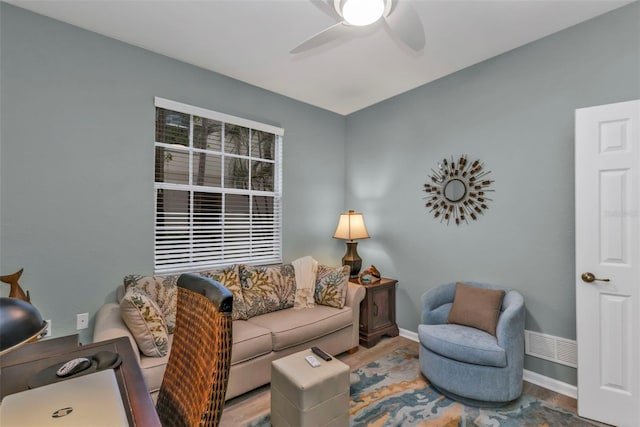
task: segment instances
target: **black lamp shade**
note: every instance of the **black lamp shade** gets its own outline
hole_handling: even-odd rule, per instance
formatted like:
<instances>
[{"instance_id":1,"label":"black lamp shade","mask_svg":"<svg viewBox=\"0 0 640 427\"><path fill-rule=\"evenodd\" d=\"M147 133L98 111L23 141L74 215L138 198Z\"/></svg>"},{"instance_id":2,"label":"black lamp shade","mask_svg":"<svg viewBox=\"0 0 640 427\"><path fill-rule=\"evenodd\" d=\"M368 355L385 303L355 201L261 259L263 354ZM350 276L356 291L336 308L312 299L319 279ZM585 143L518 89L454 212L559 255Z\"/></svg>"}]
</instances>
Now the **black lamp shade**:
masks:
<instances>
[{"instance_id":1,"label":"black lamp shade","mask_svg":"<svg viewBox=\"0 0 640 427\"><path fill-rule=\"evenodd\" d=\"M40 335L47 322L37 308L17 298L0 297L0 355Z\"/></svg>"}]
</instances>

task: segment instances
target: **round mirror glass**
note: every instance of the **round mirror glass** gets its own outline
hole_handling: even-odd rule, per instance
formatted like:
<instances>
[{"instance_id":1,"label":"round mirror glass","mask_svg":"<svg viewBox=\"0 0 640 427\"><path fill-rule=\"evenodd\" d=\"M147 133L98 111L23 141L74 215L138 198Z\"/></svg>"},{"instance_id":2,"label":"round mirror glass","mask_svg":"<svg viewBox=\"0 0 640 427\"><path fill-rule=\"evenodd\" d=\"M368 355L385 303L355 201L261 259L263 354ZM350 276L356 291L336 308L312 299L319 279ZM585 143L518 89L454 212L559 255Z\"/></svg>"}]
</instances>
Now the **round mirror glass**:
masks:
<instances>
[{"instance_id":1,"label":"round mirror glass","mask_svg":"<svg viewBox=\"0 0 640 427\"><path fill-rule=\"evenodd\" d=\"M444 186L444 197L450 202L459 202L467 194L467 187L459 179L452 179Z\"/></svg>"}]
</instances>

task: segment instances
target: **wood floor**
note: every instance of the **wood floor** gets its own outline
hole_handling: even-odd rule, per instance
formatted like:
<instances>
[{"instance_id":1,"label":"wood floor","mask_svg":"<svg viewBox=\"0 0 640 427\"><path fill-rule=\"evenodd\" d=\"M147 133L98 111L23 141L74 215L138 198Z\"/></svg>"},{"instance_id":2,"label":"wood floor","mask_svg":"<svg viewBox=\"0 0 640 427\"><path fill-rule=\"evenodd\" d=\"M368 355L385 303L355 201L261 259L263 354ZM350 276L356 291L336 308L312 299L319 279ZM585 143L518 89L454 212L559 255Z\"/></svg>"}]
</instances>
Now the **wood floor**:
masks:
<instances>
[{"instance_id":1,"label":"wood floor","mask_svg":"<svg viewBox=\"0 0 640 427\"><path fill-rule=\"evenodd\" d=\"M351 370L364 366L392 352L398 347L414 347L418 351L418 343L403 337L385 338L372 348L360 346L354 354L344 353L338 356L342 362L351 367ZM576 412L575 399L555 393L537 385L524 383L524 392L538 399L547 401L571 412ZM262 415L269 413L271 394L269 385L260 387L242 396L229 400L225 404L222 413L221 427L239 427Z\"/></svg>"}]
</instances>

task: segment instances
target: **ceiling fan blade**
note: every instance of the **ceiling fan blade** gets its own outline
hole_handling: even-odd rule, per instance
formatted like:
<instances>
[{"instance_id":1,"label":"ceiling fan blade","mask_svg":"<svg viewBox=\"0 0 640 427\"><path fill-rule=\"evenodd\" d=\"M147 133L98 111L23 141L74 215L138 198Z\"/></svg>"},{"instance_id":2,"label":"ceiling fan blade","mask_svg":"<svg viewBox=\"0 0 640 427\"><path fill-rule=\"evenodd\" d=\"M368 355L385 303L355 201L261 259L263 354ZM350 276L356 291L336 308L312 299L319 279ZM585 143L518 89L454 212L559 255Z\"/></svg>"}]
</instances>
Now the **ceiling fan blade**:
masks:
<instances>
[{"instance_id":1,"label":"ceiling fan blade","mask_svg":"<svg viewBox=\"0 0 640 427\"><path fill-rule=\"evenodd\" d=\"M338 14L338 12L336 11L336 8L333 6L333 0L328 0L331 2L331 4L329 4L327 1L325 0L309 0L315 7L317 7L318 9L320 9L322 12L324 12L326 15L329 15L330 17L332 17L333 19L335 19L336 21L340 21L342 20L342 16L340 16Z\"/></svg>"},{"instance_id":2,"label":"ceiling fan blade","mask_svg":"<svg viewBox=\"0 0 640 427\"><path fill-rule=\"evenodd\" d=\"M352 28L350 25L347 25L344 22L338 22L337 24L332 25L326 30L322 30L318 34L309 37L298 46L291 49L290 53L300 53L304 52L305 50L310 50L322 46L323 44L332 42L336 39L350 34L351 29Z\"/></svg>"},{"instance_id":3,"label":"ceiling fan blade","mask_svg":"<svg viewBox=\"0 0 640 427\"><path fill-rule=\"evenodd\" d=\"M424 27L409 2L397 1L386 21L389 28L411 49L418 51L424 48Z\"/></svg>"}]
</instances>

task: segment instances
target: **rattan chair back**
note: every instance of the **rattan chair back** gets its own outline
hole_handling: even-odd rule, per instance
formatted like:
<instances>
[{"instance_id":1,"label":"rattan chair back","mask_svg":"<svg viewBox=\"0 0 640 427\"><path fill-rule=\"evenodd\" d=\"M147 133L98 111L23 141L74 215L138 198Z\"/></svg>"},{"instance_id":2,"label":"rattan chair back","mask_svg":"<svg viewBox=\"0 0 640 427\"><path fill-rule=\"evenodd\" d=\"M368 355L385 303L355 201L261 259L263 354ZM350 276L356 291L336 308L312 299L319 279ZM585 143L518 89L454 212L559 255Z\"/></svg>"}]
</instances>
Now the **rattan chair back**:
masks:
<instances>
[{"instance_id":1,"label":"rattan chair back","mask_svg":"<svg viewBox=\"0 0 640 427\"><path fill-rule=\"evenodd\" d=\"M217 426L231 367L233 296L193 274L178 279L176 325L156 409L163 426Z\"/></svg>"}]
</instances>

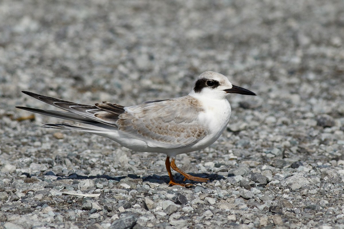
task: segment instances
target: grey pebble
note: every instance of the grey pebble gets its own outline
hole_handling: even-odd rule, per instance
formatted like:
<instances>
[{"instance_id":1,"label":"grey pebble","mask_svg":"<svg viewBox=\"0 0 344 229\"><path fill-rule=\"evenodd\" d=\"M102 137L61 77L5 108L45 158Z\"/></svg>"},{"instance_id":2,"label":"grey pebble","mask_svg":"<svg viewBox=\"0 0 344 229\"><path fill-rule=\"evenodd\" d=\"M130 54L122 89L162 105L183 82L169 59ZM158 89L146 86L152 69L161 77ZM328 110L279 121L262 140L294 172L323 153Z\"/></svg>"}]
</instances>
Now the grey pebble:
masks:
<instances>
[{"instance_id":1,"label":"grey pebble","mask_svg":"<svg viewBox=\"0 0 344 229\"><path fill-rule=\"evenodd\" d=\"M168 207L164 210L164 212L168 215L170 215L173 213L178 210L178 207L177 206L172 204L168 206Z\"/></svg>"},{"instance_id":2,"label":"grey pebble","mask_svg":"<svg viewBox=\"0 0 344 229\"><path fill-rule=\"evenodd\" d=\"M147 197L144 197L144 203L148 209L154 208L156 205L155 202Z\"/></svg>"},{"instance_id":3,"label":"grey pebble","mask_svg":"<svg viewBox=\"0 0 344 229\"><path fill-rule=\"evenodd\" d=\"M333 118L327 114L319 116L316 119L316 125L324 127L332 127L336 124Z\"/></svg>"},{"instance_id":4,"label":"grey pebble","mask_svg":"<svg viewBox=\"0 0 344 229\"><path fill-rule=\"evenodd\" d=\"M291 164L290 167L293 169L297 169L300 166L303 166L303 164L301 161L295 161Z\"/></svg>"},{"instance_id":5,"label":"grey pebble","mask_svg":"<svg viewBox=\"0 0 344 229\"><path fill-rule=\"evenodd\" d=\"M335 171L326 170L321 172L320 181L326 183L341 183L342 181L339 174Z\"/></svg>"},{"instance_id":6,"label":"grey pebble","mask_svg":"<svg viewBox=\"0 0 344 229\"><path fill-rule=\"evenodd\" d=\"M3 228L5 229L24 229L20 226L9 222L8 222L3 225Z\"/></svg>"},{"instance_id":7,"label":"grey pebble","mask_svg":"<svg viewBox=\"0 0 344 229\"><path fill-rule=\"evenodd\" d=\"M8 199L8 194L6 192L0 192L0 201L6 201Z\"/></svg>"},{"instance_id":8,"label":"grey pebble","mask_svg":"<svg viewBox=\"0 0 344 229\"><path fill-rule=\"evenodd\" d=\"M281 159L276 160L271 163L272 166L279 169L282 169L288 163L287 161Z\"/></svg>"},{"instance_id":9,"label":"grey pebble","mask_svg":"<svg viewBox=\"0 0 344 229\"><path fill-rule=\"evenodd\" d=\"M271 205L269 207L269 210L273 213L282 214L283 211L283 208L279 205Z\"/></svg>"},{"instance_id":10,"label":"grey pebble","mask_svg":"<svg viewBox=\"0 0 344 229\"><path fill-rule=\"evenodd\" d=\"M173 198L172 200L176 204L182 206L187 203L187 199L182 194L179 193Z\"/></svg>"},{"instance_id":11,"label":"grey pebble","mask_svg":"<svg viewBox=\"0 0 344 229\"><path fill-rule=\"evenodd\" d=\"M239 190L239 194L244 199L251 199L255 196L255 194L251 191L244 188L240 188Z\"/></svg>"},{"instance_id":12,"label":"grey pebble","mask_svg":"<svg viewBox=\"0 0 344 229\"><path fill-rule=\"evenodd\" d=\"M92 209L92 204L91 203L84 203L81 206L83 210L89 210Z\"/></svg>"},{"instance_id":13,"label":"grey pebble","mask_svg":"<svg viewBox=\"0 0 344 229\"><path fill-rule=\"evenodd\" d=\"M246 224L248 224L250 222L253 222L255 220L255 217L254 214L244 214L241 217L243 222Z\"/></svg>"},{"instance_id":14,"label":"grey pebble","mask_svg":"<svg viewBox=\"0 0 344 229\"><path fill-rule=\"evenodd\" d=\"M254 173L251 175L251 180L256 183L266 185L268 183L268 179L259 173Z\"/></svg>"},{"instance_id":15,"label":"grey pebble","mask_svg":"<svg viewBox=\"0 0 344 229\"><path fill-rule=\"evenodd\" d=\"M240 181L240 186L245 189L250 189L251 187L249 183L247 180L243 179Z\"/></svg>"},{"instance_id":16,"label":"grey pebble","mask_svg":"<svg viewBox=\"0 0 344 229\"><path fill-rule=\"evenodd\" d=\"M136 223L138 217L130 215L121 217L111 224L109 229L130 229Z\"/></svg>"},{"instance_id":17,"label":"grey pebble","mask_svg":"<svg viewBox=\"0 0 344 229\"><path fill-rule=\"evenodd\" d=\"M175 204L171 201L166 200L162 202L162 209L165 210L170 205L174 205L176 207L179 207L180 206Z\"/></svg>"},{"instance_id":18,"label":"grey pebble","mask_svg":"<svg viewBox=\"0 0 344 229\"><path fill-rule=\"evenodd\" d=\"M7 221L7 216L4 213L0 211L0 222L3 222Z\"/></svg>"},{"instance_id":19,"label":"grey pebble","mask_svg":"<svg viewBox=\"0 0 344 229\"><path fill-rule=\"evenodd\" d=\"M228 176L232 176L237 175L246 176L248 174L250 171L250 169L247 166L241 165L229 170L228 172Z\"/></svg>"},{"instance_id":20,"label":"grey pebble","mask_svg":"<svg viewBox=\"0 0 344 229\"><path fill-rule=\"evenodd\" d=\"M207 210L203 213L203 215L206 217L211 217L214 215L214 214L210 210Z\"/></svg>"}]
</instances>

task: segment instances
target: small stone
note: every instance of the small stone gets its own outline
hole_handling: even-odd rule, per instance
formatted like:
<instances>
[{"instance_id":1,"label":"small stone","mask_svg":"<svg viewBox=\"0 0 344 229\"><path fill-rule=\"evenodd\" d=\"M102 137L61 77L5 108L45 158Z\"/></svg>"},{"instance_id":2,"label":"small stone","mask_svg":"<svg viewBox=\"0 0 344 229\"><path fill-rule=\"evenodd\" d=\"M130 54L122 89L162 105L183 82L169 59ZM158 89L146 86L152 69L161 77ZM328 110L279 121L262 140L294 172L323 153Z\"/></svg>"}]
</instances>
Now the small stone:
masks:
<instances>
****************************************
▸ EXERCISE: Count the lines in the material above that contain the string "target", and give only that number.

▸ ANSWER TO THE TASK: 7